# Exercise
Your copy must hold every line of the records word for word. It must hold no pictures.

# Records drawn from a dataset
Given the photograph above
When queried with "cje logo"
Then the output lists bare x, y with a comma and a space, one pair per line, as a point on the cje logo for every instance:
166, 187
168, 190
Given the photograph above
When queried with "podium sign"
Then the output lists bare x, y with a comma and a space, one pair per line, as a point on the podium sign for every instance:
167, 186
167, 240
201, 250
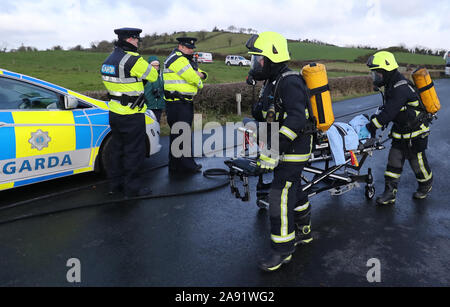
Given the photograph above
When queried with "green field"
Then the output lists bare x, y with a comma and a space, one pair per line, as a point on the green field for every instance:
80, 70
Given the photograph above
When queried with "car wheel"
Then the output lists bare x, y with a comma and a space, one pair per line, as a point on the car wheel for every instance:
105, 155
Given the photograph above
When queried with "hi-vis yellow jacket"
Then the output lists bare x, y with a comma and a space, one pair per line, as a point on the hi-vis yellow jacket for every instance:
122, 74
181, 81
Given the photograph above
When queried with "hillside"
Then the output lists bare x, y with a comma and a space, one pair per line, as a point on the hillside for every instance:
79, 70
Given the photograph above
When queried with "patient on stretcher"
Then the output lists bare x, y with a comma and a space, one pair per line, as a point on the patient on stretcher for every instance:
344, 137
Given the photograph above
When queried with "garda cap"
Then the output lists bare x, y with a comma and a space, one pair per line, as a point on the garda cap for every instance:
124, 33
187, 41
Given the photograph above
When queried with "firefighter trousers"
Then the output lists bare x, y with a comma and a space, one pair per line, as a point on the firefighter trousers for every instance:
418, 162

# Solution to this exercise
Given the photograph above
When queried with "cje logo"
Then the output lists bare x, y with a comma and a space, one pair per line, as a point on the cje logo for every instance:
166, 187
168, 190
Given the photograph above
When queried with "podium sign"
Then the output lists bare x, y with a comma and a space, one pair per line, as a point on the podium sign for every instance:
167, 186
167, 240
201, 250
Given the photograph above
When queried with "green field"
Then the output lists bare x, y with a comma and a space, one pair per line, as a point on the green field for every instance:
80, 70
Given the photograph above
When queried with "car wheel"
Then the output lists bare x, y with a comma and a space, one pair per line, as a point on the car wheel for every instance:
105, 155
Given the photograph above
When queried with "hi-vis yellow jacket"
Then the output lists bare x, y with a comma and a space, one pair per line, as a point on the hi-vis yellow jacket for every instance:
122, 74
181, 81
Given the photograph above
When queried with "hillside"
Then the output lists bare x, y with a comma and a space, one pair per line, as a point on the hillside for every instance:
79, 70
Given the photograph above
When queried with "patient on stretcher"
Then the output lists bare x, y with a comma and a space, one pair per line, as a point on the patient on stretcher for every instance:
344, 137
Given the photograph above
When queried with "garda cap"
Then the output lists bare x, y with a comma and a space, one pair per line, as a point on the garda cap for every instance:
124, 33
187, 41
Given the photograph above
When queried with "firefighter trousers"
Then the output lists bare x, y with a comma and a space, one pair per line, as a point on the firefighter trousers for every instance:
418, 162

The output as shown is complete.